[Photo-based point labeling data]
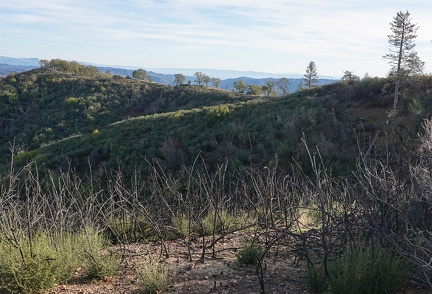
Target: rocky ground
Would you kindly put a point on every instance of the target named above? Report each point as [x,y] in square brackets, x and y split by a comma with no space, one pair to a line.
[283,273]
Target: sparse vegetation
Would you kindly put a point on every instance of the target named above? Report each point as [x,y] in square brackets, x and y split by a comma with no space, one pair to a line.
[322,176]
[153,277]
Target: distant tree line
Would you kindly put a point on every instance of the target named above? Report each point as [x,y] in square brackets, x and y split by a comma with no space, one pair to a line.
[69,67]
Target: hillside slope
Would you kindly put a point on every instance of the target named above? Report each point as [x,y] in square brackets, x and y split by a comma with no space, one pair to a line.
[65,120]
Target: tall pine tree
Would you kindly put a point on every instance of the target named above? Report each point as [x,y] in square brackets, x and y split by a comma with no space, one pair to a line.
[311,75]
[402,58]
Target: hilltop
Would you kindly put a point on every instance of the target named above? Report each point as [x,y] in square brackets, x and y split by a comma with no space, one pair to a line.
[147,186]
[62,117]
[10,65]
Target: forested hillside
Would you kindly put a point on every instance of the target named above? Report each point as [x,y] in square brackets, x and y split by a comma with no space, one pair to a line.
[329,177]
[67,116]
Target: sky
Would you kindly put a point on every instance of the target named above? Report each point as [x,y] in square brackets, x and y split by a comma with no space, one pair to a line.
[271,36]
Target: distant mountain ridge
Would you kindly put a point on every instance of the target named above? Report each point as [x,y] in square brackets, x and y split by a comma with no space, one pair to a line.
[167,75]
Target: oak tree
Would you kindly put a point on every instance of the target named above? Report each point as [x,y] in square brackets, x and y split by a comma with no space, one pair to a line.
[283,86]
[179,79]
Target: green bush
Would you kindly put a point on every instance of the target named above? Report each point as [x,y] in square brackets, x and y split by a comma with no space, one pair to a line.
[249,253]
[368,269]
[35,264]
[100,263]
[153,277]
[316,278]
[128,229]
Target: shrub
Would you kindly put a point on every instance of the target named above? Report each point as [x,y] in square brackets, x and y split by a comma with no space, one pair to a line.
[316,278]
[368,269]
[36,263]
[99,263]
[249,253]
[153,277]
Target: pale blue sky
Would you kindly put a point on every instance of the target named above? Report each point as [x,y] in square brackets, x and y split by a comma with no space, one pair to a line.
[253,35]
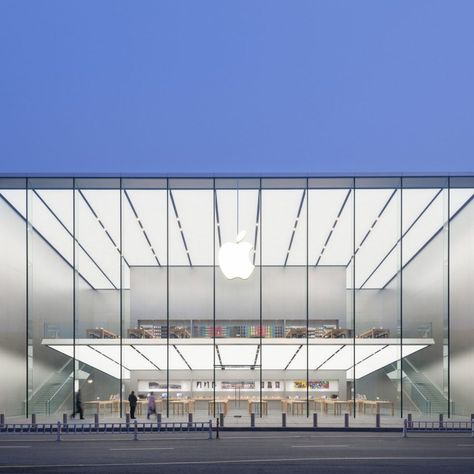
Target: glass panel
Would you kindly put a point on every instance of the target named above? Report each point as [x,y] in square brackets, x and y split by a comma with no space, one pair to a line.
[424,373]
[98,280]
[330,296]
[13,295]
[191,287]
[377,351]
[461,252]
[237,298]
[144,296]
[50,296]
[284,300]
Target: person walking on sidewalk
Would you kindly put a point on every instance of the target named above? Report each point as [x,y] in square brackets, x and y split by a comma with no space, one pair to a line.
[79,410]
[151,406]
[132,399]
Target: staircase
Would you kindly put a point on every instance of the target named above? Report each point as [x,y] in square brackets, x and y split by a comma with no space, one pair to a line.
[52,394]
[438,403]
[426,397]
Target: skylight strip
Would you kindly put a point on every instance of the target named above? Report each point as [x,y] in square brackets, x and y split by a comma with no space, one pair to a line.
[430,239]
[219,357]
[218,222]
[142,227]
[294,355]
[182,357]
[103,227]
[294,227]
[398,241]
[146,358]
[256,355]
[333,227]
[180,228]
[47,242]
[367,357]
[75,239]
[257,225]
[108,357]
[329,358]
[373,225]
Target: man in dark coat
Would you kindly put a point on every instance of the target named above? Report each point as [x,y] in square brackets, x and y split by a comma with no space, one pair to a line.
[132,399]
[78,409]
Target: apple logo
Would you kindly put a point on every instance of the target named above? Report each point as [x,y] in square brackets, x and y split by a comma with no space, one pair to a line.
[234,258]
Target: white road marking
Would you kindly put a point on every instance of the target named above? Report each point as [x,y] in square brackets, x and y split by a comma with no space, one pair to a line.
[14,447]
[246,461]
[136,449]
[322,446]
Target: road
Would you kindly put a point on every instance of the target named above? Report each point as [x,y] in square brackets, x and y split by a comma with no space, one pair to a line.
[238,453]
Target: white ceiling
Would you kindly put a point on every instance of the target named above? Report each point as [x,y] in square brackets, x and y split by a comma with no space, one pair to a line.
[357,360]
[330,227]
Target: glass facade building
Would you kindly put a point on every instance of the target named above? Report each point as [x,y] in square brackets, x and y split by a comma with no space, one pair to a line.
[237,295]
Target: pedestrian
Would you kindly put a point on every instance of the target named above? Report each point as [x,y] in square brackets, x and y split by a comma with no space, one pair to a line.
[78,409]
[151,406]
[132,399]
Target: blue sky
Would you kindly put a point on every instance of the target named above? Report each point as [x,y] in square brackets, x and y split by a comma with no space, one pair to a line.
[257,86]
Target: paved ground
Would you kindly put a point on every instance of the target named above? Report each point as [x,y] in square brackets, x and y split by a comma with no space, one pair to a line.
[239,452]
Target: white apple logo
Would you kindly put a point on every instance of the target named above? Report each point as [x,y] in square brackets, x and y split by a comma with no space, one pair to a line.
[234,258]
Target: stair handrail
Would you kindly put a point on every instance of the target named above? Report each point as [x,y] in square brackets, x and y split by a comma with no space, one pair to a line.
[48,402]
[45,382]
[426,377]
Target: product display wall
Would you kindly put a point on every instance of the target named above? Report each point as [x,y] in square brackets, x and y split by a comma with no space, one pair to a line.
[112,285]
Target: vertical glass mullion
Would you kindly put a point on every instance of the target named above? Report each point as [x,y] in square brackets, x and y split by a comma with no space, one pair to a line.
[27,293]
[121,296]
[214,296]
[353,296]
[401,297]
[260,297]
[307,298]
[73,294]
[167,300]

■ **Directions for this task**: Generate a word-for-word copy of the preceding records, excluding all pictures.

■ **Written answer**:
Target: rocky ground
Would you kindly put a point on every instance of the target named above? Report each point as [x,y] in square brackets, x and y split by a comma with no space, one pair to a line.
[283,273]
Target: sparse vegetation
Would you kindly put a point on every instance of the target named above? Report each point as [x,y] in square brackets, x and y split by a comma with no space, one pair to a line.
[322,176]
[153,277]
Target: distant tree line
Would you kindly put a point on every instance of the target named above? Report each point as [x,y] in square brackets, x and y split by a comma with no space, one pair to a line.
[69,67]
Target: hillside slope
Would you kindly put a point on every instance of the target named above? Report each point as [x,y] in square brackets, x and y split by a comma with no space, one pair to a line.
[65,120]
Target: tall pine tree
Would you kindly put a point on every instance of the target named above? Report each point as [x,y] in square brackets, x and y split by a comma with no space, one pair to a line.
[311,75]
[402,58]
Target: hilltop
Would you kindly put a point on every instance of the target named above? Report each point as [x,y] in square brackets, x and y split by a comma with no space, one pair to a line.
[147,186]
[62,117]
[10,65]
Target: forested hillside
Would you kindly put a point on every instance of the target named above? Report each point as [x,y] in square brackets, x and y split by a comma with no space, one pair to a line.
[329,177]
[67,116]
Target: sky
Would you kindly put a point on every instance of the target named above? Report each point as [x,y] in square brackets, x and y split by a comma with no space, one pair to a line.
[271,36]
Target: distant mountain ridge
Would you kindly put a point on every instance of the target named above? Report each point as [x,y] in square brackets, x and y split by a comma with no space, one pair to a line.
[167,75]
Target: oak tree
Would you kindly put a point on every instance of the target named above? Report each point as [x,y] in square brackets, x and y split by a comma with no space, one pair to a line.
[283,86]
[179,79]
Target: green bush
Would you kindly put a point on every instance of the target named above? Report each point as [x,y] in square brackets, x and y split by a comma with no space, one pair to a line.
[249,253]
[368,269]
[35,264]
[100,263]
[153,277]
[316,278]
[128,229]
Target: shrub
Would you kindly put a point on every instance of the target named above? Report each point as [x,y] in square brackets, x and y split by a comma with no space, one pair to a line.
[316,278]
[368,269]
[36,263]
[99,263]
[249,253]
[153,277]
Target: pale blue sky
Would you kindly put a point on every instance of the target named above? Report each point as [x,y] in square brackets, x and y split by a comma with no space, one pair to a line.
[253,35]
Target: glass panel
Would you kindly put a point on every instance of the target named above? Report each point as [x,y] in square brackets, x and y split by a comma with no space, one pair to a line.
[424,373]
[98,280]
[330,296]
[13,295]
[191,287]
[377,351]
[461,252]
[237,298]
[144,296]
[50,296]
[284,300]
Target: person walking on sidewalk
Would you kindly put a point on every instance of the target named above? Report each point as [x,y] in square brackets, x and y split by a comma with no space, one pair to a line.
[79,410]
[151,406]
[132,399]
Target: staircase
Would you kindly put a point on every instance of the target named above? Report each point as [x,y] in square brackets, x and y split by a comma with no space, one pair to a line.
[52,394]
[438,403]
[426,397]
Target: skylight strip
Would you kindly put a point on every instance of the target named above? Report each point as [x,y] in square brackets, x and y split by a comma with no space, one pair to a line.
[430,239]
[219,357]
[218,222]
[142,227]
[294,355]
[182,357]
[103,227]
[294,227]
[398,241]
[146,358]
[256,355]
[333,227]
[180,228]
[47,242]
[367,357]
[75,239]
[257,225]
[108,357]
[329,358]
[373,225]
Target: man in dark coat
Would you kindly put a point on every instance of the target named above? Report each point as [x,y] in square brackets, x and y split by a comma with no space, one pair to a line.
[132,399]
[78,409]
Target: apple logo
Would you kindly put a point on every instance of the target named above? Report each point as [x,y] in square brackets, x and y split by a comma with no space, one pair to a line.
[234,258]
Target: white road marking
Would you kindly put a point on every instance of the target named above? Report each point as [x,y] in square brackets, x and y split by a comma with no space, one pair to a line.
[14,447]
[246,461]
[136,449]
[322,446]
Target: road
Would you kindly put a point on every instance of the target named above? Report each point as [x,y] in square brackets, x and y split by a comma with no space, one pair to a line.
[238,453]
Target: white ceiling
Would you kindly put a point on every instance of the target named above? Report each point as [x,y] in square brackets, x and y split by a comma with no space, one pair to a line.
[357,360]
[330,227]
Target: glass facade building
Would you kindly put a point on every instance of the target named above? Report each point as [x,y] in square brackets, x and y split by a comma with no space, one pair to a line.
[237,295]
Target: pedestrian
Would you kindly put a point on every instance of the target named above? Report each point as [x,y] in square brackets, x and y split by a comma with no space, one pair to a line.
[78,409]
[151,406]
[132,399]
Target: blue sky
Would you kindly put a point on every instance of the target named above? Report each point as [x,y] in square brackets, x and y split by a comma with no space, one pair to a line.
[257,86]
Target: paved ground
Would you kindly put a point on every instance of the target named above? Report each point as [x,y] in square brackets, x and y split by a comma with no space, one pair to a line.
[239,452]
Target: white apple logo
Would you kindly put a point on every instance of the target named above? Report each point as [x,y] in square brackets, x and y split by a comma with no space, one pair to a line.
[234,258]
Target: stair handrail
Would you kindly put a point on every instance of the target named above? Report each point as [x,y] in square brackets, x and y split by a comma with no space, one pair to a line.
[48,402]
[45,382]
[426,377]
Target: product display wall
Would you kindly put a point on every instance of the target named above? Report each point as [x,y] in square brackets, x and y split by a comma with no space, one pair to a line.
[112,285]
Target: vertical glass mullion
Would you kindly put a point on every instance of the target named above? Report each point as [x,y] in square brackets, x and y split by a comma with no space, one pair to a line.
[27,293]
[121,296]
[214,296]
[353,296]
[401,297]
[260,297]
[307,298]
[73,294]
[167,300]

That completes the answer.